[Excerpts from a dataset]
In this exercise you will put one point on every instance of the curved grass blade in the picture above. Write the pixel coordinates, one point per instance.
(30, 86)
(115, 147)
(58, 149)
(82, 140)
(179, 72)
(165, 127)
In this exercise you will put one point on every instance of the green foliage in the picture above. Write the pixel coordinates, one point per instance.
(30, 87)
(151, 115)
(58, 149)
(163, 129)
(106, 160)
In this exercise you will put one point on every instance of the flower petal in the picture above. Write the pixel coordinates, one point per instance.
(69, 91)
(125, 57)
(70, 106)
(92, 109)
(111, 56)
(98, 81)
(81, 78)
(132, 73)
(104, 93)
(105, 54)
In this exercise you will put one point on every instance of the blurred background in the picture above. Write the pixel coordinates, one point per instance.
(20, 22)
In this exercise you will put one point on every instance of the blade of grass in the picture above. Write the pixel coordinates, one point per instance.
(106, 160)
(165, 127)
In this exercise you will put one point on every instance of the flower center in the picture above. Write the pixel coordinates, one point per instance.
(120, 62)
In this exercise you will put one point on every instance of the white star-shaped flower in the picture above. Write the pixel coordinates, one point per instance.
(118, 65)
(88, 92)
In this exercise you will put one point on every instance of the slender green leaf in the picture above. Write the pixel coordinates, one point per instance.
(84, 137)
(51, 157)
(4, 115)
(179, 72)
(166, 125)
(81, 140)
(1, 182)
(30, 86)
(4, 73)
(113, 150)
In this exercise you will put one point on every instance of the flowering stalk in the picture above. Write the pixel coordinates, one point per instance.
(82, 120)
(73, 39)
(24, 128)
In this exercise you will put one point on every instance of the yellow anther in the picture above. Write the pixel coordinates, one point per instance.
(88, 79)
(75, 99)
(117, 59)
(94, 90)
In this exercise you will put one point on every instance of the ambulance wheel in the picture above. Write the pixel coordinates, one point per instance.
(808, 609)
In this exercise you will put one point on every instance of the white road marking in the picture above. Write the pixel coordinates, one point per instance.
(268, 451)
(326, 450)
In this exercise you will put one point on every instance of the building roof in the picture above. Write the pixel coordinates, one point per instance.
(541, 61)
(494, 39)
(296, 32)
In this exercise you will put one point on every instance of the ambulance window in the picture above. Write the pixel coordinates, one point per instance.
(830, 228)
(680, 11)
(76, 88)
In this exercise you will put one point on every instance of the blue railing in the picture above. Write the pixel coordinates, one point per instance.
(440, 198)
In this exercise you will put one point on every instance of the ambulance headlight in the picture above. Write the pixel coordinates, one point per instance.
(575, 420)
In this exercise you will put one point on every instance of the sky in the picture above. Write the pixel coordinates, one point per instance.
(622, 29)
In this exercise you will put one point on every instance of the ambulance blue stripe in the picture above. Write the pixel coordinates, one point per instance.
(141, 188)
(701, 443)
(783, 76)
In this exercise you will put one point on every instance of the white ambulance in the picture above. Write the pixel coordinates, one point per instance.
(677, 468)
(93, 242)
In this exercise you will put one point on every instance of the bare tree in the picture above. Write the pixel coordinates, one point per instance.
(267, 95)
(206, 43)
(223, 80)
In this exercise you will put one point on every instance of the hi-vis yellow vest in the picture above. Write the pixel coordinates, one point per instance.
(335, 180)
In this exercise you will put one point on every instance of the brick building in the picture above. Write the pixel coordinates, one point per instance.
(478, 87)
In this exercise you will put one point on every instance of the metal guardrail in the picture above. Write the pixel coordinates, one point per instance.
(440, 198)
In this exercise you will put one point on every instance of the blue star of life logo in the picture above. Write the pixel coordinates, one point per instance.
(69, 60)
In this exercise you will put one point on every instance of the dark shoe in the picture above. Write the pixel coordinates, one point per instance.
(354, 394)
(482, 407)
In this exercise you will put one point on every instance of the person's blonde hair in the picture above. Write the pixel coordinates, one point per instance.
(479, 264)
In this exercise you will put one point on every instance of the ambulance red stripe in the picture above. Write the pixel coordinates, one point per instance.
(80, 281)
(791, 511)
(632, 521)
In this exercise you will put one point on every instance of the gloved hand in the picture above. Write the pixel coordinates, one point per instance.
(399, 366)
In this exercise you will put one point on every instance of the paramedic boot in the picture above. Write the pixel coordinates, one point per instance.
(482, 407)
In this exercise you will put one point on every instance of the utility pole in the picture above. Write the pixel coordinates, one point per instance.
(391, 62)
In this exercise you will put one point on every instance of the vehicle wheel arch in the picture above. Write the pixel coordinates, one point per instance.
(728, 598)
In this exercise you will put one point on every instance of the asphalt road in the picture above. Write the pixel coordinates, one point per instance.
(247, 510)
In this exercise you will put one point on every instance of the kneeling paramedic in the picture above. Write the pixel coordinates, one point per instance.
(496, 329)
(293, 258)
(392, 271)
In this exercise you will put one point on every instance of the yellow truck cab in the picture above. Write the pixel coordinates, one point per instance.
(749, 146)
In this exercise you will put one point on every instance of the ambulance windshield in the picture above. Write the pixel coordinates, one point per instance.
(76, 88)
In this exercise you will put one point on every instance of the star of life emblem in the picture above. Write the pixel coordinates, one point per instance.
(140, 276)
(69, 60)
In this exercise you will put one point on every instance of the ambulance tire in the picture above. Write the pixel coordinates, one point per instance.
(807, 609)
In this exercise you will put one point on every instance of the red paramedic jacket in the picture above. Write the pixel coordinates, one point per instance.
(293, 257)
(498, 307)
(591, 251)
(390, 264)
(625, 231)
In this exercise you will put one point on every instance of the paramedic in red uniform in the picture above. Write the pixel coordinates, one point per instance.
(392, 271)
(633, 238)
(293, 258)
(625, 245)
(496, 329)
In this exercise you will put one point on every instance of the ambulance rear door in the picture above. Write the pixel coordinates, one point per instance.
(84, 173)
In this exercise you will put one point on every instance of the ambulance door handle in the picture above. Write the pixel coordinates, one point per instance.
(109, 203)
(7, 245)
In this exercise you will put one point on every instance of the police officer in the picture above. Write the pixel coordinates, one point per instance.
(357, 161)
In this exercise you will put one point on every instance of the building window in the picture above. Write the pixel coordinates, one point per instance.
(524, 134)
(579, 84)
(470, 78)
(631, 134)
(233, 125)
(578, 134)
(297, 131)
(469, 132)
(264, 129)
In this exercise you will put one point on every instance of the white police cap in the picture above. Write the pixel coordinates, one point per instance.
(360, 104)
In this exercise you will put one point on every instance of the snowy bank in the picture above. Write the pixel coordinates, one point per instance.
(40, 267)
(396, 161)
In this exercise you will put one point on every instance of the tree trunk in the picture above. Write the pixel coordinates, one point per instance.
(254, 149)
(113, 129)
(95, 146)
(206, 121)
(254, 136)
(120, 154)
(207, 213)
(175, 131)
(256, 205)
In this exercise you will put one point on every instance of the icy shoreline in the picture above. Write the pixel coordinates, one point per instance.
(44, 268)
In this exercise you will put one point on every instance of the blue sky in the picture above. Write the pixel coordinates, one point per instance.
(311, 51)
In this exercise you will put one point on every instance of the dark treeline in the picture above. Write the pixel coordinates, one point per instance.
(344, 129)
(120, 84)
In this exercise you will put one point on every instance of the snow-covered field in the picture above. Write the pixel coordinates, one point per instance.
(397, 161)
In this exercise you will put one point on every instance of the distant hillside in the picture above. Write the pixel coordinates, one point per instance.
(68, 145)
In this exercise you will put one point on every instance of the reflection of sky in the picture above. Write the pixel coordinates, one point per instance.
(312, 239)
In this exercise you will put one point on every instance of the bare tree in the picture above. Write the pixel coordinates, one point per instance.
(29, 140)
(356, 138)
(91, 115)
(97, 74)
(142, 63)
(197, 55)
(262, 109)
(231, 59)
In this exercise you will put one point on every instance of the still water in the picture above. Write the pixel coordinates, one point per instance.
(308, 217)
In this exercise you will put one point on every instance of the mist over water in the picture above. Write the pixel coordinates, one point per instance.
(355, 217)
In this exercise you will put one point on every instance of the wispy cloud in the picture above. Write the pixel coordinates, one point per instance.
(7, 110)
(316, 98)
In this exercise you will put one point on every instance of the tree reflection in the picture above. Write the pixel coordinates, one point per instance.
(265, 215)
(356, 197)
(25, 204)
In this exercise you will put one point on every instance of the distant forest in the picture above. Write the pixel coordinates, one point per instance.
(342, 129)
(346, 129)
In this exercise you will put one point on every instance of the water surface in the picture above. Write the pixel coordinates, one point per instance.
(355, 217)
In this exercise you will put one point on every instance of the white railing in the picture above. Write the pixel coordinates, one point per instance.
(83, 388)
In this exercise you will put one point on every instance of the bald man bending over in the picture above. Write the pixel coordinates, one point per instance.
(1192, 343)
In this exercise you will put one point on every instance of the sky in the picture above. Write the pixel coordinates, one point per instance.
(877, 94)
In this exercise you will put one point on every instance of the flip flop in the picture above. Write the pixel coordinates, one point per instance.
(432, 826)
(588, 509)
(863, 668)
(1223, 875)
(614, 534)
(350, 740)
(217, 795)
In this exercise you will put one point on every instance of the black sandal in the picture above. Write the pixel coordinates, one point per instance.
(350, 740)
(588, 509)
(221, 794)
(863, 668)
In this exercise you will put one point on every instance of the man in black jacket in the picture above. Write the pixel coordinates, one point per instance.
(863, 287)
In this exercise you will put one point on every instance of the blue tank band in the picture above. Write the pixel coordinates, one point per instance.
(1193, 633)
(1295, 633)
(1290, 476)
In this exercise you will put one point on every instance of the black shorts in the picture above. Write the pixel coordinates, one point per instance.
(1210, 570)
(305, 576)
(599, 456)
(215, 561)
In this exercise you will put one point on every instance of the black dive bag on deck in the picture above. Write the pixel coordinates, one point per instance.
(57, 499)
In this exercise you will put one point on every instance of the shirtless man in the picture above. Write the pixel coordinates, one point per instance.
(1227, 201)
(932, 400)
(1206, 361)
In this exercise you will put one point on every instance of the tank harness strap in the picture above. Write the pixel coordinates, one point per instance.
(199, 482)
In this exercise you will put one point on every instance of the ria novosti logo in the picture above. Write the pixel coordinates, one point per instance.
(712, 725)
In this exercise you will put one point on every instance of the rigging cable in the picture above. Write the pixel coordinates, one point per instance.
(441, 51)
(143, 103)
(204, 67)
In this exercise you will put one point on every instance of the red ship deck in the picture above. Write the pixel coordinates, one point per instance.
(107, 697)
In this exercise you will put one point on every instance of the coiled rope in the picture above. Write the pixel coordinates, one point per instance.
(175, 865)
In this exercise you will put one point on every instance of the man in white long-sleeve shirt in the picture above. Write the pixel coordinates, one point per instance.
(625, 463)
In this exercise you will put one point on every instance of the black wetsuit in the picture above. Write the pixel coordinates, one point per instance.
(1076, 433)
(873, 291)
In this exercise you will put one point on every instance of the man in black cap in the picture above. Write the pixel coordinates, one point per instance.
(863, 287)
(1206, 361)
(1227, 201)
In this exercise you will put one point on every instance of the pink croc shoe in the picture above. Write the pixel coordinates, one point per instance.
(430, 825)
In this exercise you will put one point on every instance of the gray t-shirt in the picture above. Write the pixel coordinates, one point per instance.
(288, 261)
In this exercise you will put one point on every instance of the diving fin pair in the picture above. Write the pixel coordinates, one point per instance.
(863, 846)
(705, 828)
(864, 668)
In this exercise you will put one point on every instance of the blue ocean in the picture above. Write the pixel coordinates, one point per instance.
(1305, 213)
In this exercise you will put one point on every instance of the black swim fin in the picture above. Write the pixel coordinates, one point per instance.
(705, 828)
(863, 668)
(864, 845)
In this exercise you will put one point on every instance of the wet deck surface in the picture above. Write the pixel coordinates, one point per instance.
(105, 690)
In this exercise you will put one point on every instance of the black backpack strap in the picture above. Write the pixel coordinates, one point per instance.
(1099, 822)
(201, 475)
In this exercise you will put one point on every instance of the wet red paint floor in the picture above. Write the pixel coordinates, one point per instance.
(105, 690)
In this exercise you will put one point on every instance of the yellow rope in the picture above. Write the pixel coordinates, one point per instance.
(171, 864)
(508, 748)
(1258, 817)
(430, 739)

* _Task statement_
Lines before the one containing "the black swim" are left out. Repeat that line and all lines after it in the records above exactly.

* _Solution_
In this exercise you will put one point on every instance of the black swim fin in the picture above. Write the pixel coordinates, one point per instance.
(705, 828)
(863, 668)
(864, 845)
In this exercise you will put one point on every instance of the wet deck surface in the picture above. Write the pixel coordinates, one point per instance.
(105, 690)
In this exercise you will put one point on every instance of the black backpack strap in the picture above. Write the pixel coordinates, one point per instance.
(1099, 822)
(201, 475)
In this exercise you will put one point on every instance of the wet red paint floor in the picture above. Write the pixel coordinates, one point per instance.
(105, 690)
In this exercise you will put one point on every instance of the yellow rope in the picture above. Write the pixel coordinates, one point per instance.
(171, 864)
(508, 748)
(1258, 817)
(430, 739)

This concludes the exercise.